- Opening Delimiter -

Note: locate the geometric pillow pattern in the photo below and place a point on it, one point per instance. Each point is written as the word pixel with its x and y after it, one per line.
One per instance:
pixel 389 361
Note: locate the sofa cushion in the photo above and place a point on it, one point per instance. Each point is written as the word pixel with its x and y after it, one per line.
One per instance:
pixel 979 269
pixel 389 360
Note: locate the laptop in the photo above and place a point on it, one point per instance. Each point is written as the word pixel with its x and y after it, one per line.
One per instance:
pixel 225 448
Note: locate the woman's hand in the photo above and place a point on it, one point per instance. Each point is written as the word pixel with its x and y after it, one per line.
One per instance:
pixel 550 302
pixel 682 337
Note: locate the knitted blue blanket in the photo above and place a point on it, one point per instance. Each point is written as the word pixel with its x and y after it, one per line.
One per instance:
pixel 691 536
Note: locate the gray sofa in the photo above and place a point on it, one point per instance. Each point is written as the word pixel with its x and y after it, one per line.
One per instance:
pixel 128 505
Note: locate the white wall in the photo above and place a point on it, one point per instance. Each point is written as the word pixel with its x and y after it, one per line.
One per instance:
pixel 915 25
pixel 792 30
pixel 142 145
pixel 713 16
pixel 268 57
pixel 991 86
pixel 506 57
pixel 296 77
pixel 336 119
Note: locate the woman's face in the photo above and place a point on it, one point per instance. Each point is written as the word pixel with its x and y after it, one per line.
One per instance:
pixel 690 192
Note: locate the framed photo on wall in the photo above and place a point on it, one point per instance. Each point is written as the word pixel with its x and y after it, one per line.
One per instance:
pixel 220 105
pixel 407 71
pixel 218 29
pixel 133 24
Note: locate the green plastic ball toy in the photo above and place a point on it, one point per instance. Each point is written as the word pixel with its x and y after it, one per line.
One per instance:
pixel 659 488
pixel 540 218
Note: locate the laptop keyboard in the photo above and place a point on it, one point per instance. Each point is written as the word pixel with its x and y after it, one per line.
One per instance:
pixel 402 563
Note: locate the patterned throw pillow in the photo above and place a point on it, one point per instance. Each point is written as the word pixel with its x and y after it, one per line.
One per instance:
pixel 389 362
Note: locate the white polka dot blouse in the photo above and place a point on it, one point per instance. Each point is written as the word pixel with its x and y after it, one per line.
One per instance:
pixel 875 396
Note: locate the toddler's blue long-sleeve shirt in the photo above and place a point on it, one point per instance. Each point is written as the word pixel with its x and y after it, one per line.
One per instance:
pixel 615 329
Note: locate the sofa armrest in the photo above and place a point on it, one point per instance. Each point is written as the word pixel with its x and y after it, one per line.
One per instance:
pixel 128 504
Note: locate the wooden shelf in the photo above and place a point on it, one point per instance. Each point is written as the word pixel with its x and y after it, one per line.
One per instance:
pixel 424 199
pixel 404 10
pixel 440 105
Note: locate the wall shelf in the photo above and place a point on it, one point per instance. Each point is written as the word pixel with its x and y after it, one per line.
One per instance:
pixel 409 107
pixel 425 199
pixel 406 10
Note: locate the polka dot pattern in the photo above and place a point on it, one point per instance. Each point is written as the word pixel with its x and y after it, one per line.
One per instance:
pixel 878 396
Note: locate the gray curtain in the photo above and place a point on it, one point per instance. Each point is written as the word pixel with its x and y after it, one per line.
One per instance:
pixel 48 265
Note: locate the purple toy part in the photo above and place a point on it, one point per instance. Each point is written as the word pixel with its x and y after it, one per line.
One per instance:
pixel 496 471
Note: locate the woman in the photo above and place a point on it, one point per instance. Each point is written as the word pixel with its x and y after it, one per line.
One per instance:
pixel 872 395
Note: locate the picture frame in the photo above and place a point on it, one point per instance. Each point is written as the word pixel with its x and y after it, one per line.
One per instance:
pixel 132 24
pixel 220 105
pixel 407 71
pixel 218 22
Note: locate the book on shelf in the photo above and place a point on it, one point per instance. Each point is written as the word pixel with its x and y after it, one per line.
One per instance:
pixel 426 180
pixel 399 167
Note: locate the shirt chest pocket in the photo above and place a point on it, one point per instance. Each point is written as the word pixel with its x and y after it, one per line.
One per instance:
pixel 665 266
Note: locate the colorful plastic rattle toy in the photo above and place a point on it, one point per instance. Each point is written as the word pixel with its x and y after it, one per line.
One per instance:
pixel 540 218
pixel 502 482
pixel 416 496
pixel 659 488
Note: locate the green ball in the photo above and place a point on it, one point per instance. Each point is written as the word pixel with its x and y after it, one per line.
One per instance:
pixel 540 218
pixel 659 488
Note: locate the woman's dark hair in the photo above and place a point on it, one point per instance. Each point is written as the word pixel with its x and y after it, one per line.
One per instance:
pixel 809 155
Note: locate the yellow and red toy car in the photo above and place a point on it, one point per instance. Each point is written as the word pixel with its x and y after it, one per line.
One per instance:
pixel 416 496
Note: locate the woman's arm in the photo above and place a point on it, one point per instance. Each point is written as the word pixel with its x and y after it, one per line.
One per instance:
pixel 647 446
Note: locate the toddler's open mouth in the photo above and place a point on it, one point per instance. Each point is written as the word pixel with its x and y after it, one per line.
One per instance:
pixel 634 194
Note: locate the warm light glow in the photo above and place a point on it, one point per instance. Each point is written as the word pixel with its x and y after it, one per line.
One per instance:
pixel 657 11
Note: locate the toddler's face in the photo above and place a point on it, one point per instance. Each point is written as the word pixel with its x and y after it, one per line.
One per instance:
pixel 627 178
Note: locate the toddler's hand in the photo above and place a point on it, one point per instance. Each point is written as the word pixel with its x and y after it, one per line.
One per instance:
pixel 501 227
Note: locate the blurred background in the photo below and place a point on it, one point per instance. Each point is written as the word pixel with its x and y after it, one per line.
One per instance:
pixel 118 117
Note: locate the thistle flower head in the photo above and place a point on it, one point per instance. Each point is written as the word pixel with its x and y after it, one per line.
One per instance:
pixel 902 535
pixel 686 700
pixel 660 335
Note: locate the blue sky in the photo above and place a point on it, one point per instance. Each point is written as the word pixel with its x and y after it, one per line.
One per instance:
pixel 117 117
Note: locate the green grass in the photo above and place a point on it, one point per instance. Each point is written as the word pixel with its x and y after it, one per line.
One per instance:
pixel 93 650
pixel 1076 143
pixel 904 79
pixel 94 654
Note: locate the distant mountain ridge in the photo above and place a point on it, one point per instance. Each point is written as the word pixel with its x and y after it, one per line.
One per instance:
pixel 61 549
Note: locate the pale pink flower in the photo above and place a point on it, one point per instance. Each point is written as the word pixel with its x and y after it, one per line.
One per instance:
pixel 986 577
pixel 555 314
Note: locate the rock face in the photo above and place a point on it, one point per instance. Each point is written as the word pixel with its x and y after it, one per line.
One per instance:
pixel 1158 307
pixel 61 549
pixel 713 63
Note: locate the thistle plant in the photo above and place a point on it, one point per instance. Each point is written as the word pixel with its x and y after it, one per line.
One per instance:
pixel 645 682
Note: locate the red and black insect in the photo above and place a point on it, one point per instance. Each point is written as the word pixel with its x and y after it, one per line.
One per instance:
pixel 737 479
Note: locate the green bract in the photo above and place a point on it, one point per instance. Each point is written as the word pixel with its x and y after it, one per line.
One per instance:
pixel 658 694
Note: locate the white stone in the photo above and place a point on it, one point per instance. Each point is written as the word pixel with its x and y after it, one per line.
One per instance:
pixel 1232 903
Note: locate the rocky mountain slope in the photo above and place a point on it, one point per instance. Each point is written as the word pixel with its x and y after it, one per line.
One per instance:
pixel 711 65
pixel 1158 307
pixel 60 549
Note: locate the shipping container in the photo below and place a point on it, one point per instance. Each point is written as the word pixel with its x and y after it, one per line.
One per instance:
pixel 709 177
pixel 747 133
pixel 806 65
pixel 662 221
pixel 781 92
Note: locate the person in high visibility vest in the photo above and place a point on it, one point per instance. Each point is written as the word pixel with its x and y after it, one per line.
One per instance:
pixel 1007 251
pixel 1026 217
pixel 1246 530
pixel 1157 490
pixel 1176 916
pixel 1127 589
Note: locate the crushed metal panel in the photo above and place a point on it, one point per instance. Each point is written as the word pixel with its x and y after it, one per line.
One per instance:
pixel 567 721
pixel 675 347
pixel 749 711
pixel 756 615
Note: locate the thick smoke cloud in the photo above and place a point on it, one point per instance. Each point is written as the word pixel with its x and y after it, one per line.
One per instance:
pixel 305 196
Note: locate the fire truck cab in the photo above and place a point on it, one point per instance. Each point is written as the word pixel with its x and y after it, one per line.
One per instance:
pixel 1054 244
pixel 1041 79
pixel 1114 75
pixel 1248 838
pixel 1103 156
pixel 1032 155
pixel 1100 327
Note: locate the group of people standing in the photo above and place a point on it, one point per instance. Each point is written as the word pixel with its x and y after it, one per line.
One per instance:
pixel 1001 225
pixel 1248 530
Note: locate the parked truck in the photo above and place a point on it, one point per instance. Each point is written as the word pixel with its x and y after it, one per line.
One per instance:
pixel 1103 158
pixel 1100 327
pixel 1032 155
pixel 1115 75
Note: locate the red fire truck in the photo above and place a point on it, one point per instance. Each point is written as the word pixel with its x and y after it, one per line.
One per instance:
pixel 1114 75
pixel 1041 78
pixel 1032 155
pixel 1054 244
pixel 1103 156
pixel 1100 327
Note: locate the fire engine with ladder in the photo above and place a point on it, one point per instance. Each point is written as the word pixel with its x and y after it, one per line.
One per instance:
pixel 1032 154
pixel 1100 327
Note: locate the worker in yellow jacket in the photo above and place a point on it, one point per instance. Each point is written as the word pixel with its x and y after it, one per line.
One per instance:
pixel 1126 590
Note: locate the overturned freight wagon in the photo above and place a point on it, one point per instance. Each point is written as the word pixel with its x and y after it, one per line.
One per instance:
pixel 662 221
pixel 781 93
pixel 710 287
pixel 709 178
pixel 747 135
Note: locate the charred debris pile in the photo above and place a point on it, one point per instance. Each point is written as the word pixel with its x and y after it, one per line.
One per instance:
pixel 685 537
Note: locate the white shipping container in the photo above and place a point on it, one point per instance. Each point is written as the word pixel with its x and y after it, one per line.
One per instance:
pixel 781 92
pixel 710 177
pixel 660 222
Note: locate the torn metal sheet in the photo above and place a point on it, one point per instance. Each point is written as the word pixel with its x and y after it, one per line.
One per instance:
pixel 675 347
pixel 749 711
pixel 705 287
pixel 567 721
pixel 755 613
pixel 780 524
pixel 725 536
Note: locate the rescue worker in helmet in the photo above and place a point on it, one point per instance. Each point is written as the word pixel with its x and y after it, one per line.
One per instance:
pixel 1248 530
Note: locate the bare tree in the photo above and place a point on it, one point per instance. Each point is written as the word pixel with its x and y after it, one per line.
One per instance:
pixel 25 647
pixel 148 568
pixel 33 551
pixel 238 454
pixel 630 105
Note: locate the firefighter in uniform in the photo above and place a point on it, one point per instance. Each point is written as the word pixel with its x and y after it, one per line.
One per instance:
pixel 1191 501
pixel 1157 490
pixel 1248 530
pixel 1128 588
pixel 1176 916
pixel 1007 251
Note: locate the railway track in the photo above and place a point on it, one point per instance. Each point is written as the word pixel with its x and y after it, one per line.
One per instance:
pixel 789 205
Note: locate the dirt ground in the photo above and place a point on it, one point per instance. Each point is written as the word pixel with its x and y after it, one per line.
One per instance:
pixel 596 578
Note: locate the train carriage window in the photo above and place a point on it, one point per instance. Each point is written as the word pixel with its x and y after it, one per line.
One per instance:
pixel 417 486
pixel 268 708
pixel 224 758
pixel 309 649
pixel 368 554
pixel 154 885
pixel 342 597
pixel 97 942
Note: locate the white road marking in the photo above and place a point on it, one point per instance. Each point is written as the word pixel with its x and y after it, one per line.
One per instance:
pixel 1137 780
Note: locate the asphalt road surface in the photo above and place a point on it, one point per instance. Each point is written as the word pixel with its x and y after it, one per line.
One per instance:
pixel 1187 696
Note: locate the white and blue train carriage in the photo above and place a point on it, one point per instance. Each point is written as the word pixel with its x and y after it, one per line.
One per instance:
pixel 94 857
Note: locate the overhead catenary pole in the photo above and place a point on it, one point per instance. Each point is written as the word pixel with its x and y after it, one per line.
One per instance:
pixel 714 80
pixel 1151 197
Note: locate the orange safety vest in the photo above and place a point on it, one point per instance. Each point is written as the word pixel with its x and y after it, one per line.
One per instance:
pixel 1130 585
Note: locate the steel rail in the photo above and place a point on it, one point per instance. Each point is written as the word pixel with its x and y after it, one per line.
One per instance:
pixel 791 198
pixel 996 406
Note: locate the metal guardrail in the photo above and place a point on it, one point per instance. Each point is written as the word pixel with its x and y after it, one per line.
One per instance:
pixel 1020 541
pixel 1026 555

- Closing Delimiter -

• [Work to complete] Produce exactly the lines from the one containing "Note: locate the metal" through the final line of the records above, both included, and no others.

• [Solved problem]
Note: locate the metal guardrail in the photo above and place a point on it, one point per instance. Each point is written as the word pixel with its x and y after it, one per line.
One per instance:
pixel 1020 541
pixel 1026 555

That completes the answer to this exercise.